◆ YOUR INSTRUCTIONS
Restate, word for word, all of the material shown below.

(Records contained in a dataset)
-*-*-
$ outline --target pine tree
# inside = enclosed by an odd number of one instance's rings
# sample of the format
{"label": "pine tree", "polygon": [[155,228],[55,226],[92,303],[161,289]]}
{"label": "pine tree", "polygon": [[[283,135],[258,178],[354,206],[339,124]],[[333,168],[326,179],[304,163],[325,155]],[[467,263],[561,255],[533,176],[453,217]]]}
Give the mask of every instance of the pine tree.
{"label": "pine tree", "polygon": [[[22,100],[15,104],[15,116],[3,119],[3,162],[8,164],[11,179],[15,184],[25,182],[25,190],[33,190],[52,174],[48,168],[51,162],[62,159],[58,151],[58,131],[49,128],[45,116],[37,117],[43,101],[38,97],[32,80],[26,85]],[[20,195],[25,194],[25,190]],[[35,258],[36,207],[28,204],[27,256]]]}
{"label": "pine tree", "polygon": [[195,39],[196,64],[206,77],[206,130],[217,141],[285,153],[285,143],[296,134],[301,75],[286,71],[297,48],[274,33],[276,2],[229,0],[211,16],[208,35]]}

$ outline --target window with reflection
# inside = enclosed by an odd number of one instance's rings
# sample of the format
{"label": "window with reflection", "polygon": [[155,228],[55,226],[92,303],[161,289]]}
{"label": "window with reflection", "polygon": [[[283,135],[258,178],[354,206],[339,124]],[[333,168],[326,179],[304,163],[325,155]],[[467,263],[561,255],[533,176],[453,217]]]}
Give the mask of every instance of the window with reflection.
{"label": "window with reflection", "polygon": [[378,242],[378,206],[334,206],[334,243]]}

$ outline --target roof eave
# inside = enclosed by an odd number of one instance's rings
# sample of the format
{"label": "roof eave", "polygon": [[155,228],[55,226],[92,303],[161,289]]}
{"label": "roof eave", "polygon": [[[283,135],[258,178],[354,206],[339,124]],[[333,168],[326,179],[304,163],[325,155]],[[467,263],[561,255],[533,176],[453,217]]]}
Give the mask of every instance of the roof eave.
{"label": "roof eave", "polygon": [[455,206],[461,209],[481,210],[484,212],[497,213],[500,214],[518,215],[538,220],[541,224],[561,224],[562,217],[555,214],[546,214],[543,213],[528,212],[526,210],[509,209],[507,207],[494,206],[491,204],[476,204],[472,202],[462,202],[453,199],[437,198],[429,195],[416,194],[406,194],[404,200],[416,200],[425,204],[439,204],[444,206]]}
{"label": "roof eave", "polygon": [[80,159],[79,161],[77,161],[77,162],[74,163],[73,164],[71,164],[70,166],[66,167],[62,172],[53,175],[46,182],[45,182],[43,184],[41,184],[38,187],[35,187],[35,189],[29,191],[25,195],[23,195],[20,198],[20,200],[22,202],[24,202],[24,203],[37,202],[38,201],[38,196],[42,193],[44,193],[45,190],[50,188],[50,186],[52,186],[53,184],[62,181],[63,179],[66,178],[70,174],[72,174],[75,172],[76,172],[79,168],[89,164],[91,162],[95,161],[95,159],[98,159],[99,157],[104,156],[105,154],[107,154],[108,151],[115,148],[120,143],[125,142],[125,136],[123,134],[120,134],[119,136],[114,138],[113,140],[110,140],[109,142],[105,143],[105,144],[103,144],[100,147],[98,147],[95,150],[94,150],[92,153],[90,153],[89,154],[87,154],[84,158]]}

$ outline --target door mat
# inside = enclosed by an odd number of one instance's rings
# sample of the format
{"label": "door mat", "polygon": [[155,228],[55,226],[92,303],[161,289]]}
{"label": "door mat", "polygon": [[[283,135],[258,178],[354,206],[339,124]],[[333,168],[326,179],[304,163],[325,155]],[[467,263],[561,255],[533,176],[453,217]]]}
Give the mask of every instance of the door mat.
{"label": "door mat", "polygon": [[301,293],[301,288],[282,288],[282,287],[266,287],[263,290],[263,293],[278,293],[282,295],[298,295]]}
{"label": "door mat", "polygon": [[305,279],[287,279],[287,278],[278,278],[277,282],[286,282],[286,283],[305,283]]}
-*-*-
◆ TASK SOLUTION
$ outline --target pine tree
# inside = enclosed by an odd number of one instance's rings
# sample of the format
{"label": "pine tree", "polygon": [[155,228],[55,226],[92,303],[161,289]]}
{"label": "pine tree", "polygon": [[[283,135],[258,178],[354,206],[339,124]],[[333,168],[326,179],[304,163],[325,155]],[[467,263],[561,255],[533,176],[453,217]]]}
Give the mask of every instance of the pine tree.
{"label": "pine tree", "polygon": [[[22,100],[15,104],[15,116],[3,119],[3,162],[8,164],[11,179],[15,184],[25,182],[25,190],[33,190],[52,174],[48,168],[51,162],[62,159],[58,151],[58,131],[49,128],[45,116],[37,117],[43,101],[38,97],[32,80],[26,85]],[[20,195],[25,194],[25,190]],[[35,258],[36,207],[28,204],[27,256]]]}
{"label": "pine tree", "polygon": [[195,39],[196,64],[206,77],[206,130],[217,141],[285,153],[285,143],[296,134],[301,75],[286,71],[297,48],[274,33],[276,2],[229,0],[211,16],[208,35]]}

$ outline --target window with reflection
# inside = enclosed by an odd number of one instance's rings
# sample of the format
{"label": "window with reflection", "polygon": [[155,228],[55,226],[92,303],[161,289]]}
{"label": "window with reflection", "polygon": [[[283,135],[258,178],[354,206],[339,124]],[[333,168],[326,179],[304,163],[325,155]],[[467,263],[561,255],[533,176],[453,217]]]}
Give the mask of every instance of the window with reflection.
{"label": "window with reflection", "polygon": [[378,242],[378,206],[334,206],[334,243]]}

$ outline --target roof eave
# inside = enclosed by an odd number of one instance's rings
# sample of the format
{"label": "roof eave", "polygon": [[155,228],[55,226],[92,303],[161,289]]}
{"label": "roof eave", "polygon": [[[283,135],[258,178],[354,206],[339,124]],[[333,168],[326,179],[304,163],[325,155]],[[467,263],[561,255],[533,176],[453,217]]]}
Give the mask of every instance of the roof eave.
{"label": "roof eave", "polygon": [[455,206],[461,209],[481,210],[484,212],[497,213],[500,214],[518,215],[538,220],[541,224],[561,224],[562,217],[555,214],[546,214],[543,213],[528,212],[526,210],[509,209],[507,207],[494,206],[491,204],[476,204],[472,202],[462,202],[453,199],[437,198],[429,195],[416,194],[406,194],[404,200],[416,200],[425,204],[439,204],[444,206]]}
{"label": "roof eave", "polygon": [[80,159],[79,161],[77,161],[77,162],[74,163],[73,164],[71,164],[70,166],[66,167],[62,172],[53,175],[46,182],[45,182],[43,184],[41,184],[38,187],[35,187],[35,189],[29,191],[25,195],[23,195],[20,198],[20,200],[22,202],[24,202],[24,203],[37,202],[38,201],[38,196],[42,193],[44,193],[45,190],[50,188],[50,186],[52,186],[53,184],[62,181],[63,179],[66,178],[70,174],[72,174],[75,172],[76,172],[79,168],[89,164],[91,162],[95,161],[95,159],[98,159],[99,157],[104,156],[105,154],[107,154],[108,151],[115,148],[120,143],[125,142],[125,136],[123,134],[120,134],[119,136],[114,138],[113,140],[110,140],[109,142],[105,143],[105,144],[103,144],[100,147],[98,147],[95,150],[94,150],[92,153],[90,153],[89,154],[87,154],[84,158]]}

$ outline --target door mat
# inside = enclosed by an odd number of one instance's rings
# sample of the format
{"label": "door mat", "polygon": [[155,228],[55,226],[92,303],[161,289]]}
{"label": "door mat", "polygon": [[[283,135],[258,178],[354,206],[339,124]],[[333,168],[326,179],[304,163],[325,155]],[[467,263],[561,255],[533,176],[453,217]]]}
Give the mask of every instance of the door mat.
{"label": "door mat", "polygon": [[301,293],[301,288],[282,288],[282,287],[266,287],[263,290],[263,293],[278,293],[282,295],[298,295]]}
{"label": "door mat", "polygon": [[305,279],[287,279],[287,278],[278,278],[277,282],[286,282],[286,283],[305,283]]}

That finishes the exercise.